> WHAT TO WORK ON
Output the full material exactly as it appears here.

> DATA SUPPLIED

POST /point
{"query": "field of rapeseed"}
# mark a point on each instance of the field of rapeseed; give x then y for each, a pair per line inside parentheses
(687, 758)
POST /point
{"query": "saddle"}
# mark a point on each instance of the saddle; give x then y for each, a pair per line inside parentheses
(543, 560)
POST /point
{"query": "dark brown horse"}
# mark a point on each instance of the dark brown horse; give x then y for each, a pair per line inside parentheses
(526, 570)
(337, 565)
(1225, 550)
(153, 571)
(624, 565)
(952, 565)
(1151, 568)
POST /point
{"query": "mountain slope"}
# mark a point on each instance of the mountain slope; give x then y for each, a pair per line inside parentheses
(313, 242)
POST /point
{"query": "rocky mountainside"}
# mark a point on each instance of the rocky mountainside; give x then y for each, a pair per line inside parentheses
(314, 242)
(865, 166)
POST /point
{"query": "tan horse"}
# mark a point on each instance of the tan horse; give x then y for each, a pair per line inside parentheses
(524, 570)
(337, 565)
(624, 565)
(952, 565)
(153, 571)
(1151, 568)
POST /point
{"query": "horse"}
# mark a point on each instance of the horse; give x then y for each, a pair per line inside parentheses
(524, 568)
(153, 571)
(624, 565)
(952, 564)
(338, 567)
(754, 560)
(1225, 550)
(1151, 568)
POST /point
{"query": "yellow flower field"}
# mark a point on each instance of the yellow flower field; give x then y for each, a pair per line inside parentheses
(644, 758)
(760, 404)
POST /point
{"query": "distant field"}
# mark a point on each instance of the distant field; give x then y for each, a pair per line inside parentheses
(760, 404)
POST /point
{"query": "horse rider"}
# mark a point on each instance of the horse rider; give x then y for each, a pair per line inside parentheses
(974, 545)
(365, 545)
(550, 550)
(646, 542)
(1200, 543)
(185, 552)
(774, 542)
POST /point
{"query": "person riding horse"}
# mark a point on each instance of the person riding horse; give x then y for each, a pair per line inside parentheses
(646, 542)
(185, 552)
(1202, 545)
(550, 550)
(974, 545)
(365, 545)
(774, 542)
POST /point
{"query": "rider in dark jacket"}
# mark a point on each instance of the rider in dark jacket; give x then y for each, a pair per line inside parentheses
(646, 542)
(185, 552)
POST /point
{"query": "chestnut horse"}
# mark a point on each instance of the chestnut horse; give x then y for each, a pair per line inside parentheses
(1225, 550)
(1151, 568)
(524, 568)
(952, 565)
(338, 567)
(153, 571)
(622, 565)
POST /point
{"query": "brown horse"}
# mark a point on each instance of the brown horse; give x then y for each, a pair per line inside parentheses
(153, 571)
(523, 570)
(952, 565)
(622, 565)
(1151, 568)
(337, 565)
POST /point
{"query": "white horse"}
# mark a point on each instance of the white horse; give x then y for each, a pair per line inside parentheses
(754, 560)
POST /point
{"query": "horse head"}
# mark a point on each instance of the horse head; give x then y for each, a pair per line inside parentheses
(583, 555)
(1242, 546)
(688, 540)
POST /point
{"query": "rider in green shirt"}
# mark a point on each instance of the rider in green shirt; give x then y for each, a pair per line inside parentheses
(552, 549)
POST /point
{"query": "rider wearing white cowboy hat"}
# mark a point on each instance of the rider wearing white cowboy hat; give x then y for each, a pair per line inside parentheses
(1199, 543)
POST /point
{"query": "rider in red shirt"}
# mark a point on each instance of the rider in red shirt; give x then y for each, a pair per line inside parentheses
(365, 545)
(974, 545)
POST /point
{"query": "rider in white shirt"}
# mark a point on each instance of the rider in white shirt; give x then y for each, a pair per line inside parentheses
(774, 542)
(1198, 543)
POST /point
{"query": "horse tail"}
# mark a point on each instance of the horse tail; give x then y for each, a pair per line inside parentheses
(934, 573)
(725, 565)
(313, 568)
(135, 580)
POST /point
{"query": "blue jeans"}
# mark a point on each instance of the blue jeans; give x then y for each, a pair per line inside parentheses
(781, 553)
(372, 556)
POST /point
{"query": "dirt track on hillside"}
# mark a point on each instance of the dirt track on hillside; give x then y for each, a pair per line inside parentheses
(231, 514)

> TASK ANSWER
POST /point
{"query": "field of rapeseed"}
# mark a point on each instance of the field of rapeseed; give x then y for each, a pair per line inside parentheses
(687, 758)
POST /point
{"query": "saddle"}
# mark a point on each instance of the saddle; give x then y for each, a pair per line inside parentheses
(543, 560)
POST /point
{"query": "dark brown horse"}
# mark a point on each instance of the dark brown horse; give x then y for each, a pair per line inside parentheses
(526, 570)
(337, 565)
(1225, 550)
(153, 571)
(624, 565)
(952, 565)
(1151, 568)
POST /point
{"query": "mountain slope"}
# mark a point on each instance of the mountain slope; give x then y for each, a pair per line inside parentheses
(313, 242)
POST /point
{"query": "rocky mountainside"}
# mark a point on each instance of the rocky mountainside; give x then y for each, a pair per line inside parentheses
(314, 242)
(865, 166)
POST /point
{"query": "tan horse"}
# mark a point on each instance of the tan horse; give x then y for each, a pair per line inside parentheses
(524, 570)
(337, 565)
(624, 565)
(952, 565)
(153, 571)
(1151, 568)
POST /point
{"query": "horse"}
# mark a point on each instance of the horse; give x then y for each, a pair per line inside parentheses
(524, 568)
(153, 571)
(624, 565)
(952, 564)
(338, 567)
(754, 560)
(1225, 550)
(1151, 568)
POST /point
{"query": "yellow flower field"}
# mark a point on each instance of the yellow flower field; give x then y for each, a pair per line inside parentheses
(644, 758)
(760, 404)
POST /point
{"query": "distant field"}
# mark a point on each instance of the distant field; give x then y for each, a pair per line inside parentheses
(760, 404)
POST /point
{"query": "horse rider"}
# mark a point on each instance of the horse rider; give x then y for each, a pair per line inside parentheses
(974, 545)
(365, 545)
(550, 550)
(646, 542)
(1200, 543)
(185, 552)
(774, 542)
POST /point
{"query": "person riding horse"}
# mark a point on each instance of the person riding horse; give x then y for each, a pair per line inside parentheses
(646, 542)
(185, 552)
(1202, 545)
(550, 550)
(974, 545)
(365, 545)
(774, 542)
POST /point
{"query": "rider in dark jacket"}
# mark a point on each instance of the rider in dark jacket; give x then y for each, a pair per line inside parentheses
(646, 542)
(185, 552)
POST /point
{"query": "chestnut horse"}
# mark a point on each instance of the chestnut horse; give x then y for each, a pair per line inside parentheses
(1225, 550)
(1151, 568)
(524, 568)
(952, 565)
(338, 567)
(153, 571)
(622, 565)
POST /point
{"query": "brown horse"}
# mark a point on each instance of the brown horse; give x then y for each, a pair per line inside parentheses
(153, 571)
(523, 570)
(952, 565)
(622, 565)
(1151, 568)
(337, 565)
POST /point
{"query": "white horse"}
# mark a point on each instance of the white horse; give x then y for each, a pair per line inside parentheses
(754, 560)
POST /point
{"query": "horse head"}
# mark a point on each instance of the horse head; give x then y for each, a pair per line inside parentheses
(583, 555)
(1242, 546)
(688, 540)
POST /point
{"query": "rider in green shirt"}
# mark a point on each instance of the rider in green shirt; give x then y for each, a pair per line inside parentheses
(552, 549)
POST /point
{"query": "rider wearing white cowboy hat"}
# mark a point on each instance of the rider wearing white cowboy hat; give x then y for each, a pair per line inside parentheses
(1199, 543)
POST /point
{"query": "rider in red shirt"}
# mark a point on each instance of the rider in red shirt; give x then y for each, a pair per line inside parentheses
(365, 545)
(974, 545)
POST /point
{"query": "rider in white shirt"}
# mark a point on each instance of the rider in white shirt; give x then y for each, a pair per line inside parentheses
(774, 542)
(1198, 543)
POST /point
{"query": "horse tail"}
# mark a point on each instance of the horse tail; give x then y for each, a pair per line inside parentheses
(934, 573)
(725, 565)
(313, 568)
(135, 580)
POST /point
{"query": "blue jeans"}
# mark a point on each instance of the blue jeans; give x then y for each, a pair per line inside parentheses
(781, 553)
(372, 556)
POST /point
{"query": "dirt track on hillside"}
# mark a point on each instance of the dirt track on hillside; give x then y for each, a pair per line inside parentheses
(231, 514)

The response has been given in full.